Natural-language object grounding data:
□ □ □

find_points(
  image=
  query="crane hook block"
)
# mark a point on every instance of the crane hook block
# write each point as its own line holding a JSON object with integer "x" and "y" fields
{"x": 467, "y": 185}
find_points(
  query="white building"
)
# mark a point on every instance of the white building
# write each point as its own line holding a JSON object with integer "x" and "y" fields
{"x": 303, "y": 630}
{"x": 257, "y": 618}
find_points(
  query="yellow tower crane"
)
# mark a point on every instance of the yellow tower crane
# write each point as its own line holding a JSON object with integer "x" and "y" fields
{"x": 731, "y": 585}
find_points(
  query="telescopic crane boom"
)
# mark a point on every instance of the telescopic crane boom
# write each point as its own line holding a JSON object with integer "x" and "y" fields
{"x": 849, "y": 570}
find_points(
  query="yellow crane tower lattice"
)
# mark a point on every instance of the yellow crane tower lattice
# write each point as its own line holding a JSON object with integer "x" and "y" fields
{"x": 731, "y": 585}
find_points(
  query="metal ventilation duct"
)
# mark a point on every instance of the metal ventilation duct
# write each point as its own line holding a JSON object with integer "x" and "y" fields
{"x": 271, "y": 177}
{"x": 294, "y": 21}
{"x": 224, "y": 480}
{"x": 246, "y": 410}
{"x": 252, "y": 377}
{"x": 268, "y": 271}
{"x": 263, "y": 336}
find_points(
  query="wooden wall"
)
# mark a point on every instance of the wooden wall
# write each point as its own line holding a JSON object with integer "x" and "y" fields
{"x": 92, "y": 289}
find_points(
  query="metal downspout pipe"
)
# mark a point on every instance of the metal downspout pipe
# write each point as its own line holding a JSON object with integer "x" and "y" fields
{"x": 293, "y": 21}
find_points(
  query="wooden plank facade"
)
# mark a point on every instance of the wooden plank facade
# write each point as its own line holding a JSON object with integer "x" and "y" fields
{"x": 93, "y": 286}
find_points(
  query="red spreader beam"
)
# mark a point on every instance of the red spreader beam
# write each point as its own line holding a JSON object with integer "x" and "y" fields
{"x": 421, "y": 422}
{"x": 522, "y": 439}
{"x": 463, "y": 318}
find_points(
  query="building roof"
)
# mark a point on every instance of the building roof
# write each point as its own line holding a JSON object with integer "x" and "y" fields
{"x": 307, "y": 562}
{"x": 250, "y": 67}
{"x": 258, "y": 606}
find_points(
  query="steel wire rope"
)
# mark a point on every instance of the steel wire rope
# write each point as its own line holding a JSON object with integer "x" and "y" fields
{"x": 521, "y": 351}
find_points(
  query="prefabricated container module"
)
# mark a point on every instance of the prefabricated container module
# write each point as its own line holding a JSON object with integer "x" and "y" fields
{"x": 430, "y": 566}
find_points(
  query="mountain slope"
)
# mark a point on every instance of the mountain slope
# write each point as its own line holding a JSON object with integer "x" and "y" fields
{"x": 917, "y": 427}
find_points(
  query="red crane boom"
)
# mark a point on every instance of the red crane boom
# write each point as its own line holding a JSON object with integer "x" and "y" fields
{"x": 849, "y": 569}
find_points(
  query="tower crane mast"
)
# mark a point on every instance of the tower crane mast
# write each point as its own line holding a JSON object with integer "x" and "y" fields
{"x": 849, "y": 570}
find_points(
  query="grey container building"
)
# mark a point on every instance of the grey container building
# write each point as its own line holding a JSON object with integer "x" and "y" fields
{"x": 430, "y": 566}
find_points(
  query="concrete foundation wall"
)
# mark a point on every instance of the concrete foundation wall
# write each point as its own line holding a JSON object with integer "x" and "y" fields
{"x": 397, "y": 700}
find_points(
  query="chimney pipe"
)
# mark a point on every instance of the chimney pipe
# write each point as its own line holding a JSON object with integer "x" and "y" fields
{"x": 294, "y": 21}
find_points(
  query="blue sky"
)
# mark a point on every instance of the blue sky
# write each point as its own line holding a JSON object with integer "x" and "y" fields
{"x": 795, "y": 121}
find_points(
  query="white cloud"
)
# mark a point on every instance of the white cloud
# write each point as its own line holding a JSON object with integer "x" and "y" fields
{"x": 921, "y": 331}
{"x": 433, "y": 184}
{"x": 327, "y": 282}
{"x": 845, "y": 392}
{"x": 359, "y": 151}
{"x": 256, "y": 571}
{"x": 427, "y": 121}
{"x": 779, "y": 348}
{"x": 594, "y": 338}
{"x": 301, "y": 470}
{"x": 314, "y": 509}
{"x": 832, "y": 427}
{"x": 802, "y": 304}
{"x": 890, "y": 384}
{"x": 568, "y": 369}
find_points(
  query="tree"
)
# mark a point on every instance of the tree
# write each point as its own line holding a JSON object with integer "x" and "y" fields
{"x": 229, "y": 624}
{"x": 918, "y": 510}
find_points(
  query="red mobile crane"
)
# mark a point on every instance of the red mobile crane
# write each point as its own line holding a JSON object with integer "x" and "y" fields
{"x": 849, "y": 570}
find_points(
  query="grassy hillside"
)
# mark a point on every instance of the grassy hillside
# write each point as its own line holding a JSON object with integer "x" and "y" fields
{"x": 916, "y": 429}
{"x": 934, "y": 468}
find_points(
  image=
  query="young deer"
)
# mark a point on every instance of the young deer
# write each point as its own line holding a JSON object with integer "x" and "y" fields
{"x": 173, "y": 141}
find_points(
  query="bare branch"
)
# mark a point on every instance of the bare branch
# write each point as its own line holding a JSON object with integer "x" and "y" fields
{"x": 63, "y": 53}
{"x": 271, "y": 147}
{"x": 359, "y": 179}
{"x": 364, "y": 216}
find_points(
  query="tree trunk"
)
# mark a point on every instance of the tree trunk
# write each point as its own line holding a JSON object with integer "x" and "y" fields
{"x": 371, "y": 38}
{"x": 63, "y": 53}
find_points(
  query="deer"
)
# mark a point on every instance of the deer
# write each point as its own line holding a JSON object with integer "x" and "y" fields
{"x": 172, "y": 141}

□ □ □

WHAT YOU WILL DO:
For this exercise, write all the records out again exactly.

YOUR RESPONSE:
find_points(
  image=
  query="crane hook block"
)
# mark a point on every instance of the crane hook block
# write each point as its own line holding a JSON object with integer "x" and "y" fields
{"x": 467, "y": 185}
find_points(
  query="white building"
)
# mark a point on every instance of the white building
# write each point as its own line holding a JSON object with integer "x" and "y" fields
{"x": 303, "y": 630}
{"x": 257, "y": 618}
find_points(
  query="yellow tower crane"
)
# mark a point on every instance of the yellow tower crane
# write each point as its own line holding a JSON object with integer "x" and "y" fields
{"x": 731, "y": 585}
find_points(
  query="telescopic crane boom"
)
# mark a point on every instance of the telescopic crane boom
# write each point as its own line holding a JSON object with integer "x" and "y" fields
{"x": 849, "y": 570}
find_points(
  query="yellow crane tower lattice"
)
# mark a point on every instance of the yellow crane tower lattice
# write each point as its own line holding a JSON object with integer "x" and "y" fields
{"x": 731, "y": 585}
find_points(
  query="metal ventilation duct"
)
# mark a point on every instance of the metal ventilation duct
# write each point as its own line holding a JSON object with integer "x" and "y" fields
{"x": 271, "y": 177}
{"x": 294, "y": 21}
{"x": 224, "y": 480}
{"x": 246, "y": 410}
{"x": 252, "y": 377}
{"x": 268, "y": 271}
{"x": 263, "y": 336}
find_points(
  query="wooden wall"
)
# mark a point on every instance of the wooden wall
# write each point as its own line holding a JSON object with integer "x" and "y" fields
{"x": 92, "y": 289}
find_points(
  query="metal downspout pipe"
)
# mark a point on every instance of the metal downspout pipe
# write each point as its own line holding a JSON object with integer "x" and "y" fields
{"x": 293, "y": 21}
find_points(
  query="wooden plank facade"
)
# mark a point on every instance of the wooden plank facade
# write each point as its own line holding a JSON object with integer "x" and "y" fields
{"x": 93, "y": 286}
find_points(
  query="red spreader beam"
)
# mark a point on every instance of the red spreader beam
# write each point as its own line holding a JSON object with integer "x" and "y" fields
{"x": 421, "y": 422}
{"x": 522, "y": 439}
{"x": 463, "y": 318}
find_points(
  query="building roof"
)
# mark a point on every instance of the building roof
# write each point as its own line holding a JSON object with integer "x" and "y" fields
{"x": 307, "y": 562}
{"x": 250, "y": 67}
{"x": 258, "y": 606}
find_points(
  query="steel wire rope"
)
# mark a point on every instance of the steel wire rope
# write each point as its own line holding a JSON object with integer "x" and "y" fields
{"x": 521, "y": 351}
find_points(
  query="prefabricated container module"
)
# mark a point on every instance of the prefabricated container module
# write each point as its own line holding a JSON object with integer "x" and "y" fields
{"x": 430, "y": 566}
find_points(
  query="mountain slope"
)
# mark a point on every instance of the mountain slope
# write each point as its own line holding a JSON object with integer "x" and "y" fields
{"x": 917, "y": 427}
find_points(
  query="red crane boom"
)
# mark a point on every instance of the red crane boom
# write each point as its own line holding a JSON object with integer "x" and "y" fields
{"x": 849, "y": 569}
find_points(
  query="tower crane mast"
)
# mark a point on every instance of the tower crane mast
# write each point as its own line holding a JSON object with integer "x" and "y" fields
{"x": 849, "y": 570}
find_points(
  query="grey container building"
)
# mark a point on every instance of the grey container building
# write each point as its own line holding a JSON object with integer "x" and "y" fields
{"x": 430, "y": 566}
find_points(
  query="concrete foundation wall"
)
# mark a point on every instance of the concrete foundation wall
# write each point as its own line holding a JSON object with integer "x" and "y" fields
{"x": 397, "y": 700}
find_points(
  query="chimney pipe"
)
# mark a point on every instance of the chimney pipe
# write each point as its own line holding a JSON object with integer "x" and "y" fields
{"x": 294, "y": 21}
find_points(
  query="blue sky"
)
# mark a point on every instance of the blue sky
# write each point as its own line holding a JSON object with integer "x" and "y" fields
{"x": 795, "y": 121}
find_points(
  query="white cloud"
)
# mark a point on every instance of the white cloud
# write each point as its own line holding a JSON object with integer "x" and "y" fields
{"x": 921, "y": 331}
{"x": 433, "y": 184}
{"x": 327, "y": 282}
{"x": 845, "y": 392}
{"x": 359, "y": 151}
{"x": 256, "y": 571}
{"x": 427, "y": 121}
{"x": 779, "y": 348}
{"x": 594, "y": 338}
{"x": 301, "y": 470}
{"x": 314, "y": 509}
{"x": 832, "y": 427}
{"x": 802, "y": 304}
{"x": 890, "y": 384}
{"x": 568, "y": 369}
find_points(
  query="tree"
)
# mark a point on every instance of the tree
# write each point as its own line holding a JSON object with integer "x" and "y" fields
{"x": 229, "y": 624}
{"x": 918, "y": 510}
find_points(
  query="red mobile crane"
)
# mark a point on every instance of the red mobile crane
# write each point as its own line holding a JSON object with integer "x" and "y" fields
{"x": 849, "y": 570}
find_points(
  query="grassy hillside"
)
# mark a point on every instance of the grassy hillside
# write each point as its own line holding a JSON object with integer "x" and "y" fields
{"x": 916, "y": 429}
{"x": 934, "y": 468}
find_points(
  image=
  query="young deer"
)
# mark a point on every instance of the young deer
# write each point as its own line holding a JSON object with integer "x" and "y" fields
{"x": 173, "y": 141}
find_points(
  query="bare branch"
)
# mark a point on every instance of the bare branch
# write each point as its own line holding a JSON object with integer "x" and "y" fields
{"x": 63, "y": 53}
{"x": 271, "y": 147}
{"x": 359, "y": 179}
{"x": 364, "y": 216}
find_points(
  query="tree trunk"
)
# mark a point on every instance of the tree trunk
# write each point as its own line holding a JSON object with integer "x" and "y" fields
{"x": 371, "y": 38}
{"x": 63, "y": 53}
find_points(
  query="deer"
)
# mark a point on every instance of the deer
# write each point as its own line holding a JSON object with integer "x" and "y" fields
{"x": 172, "y": 141}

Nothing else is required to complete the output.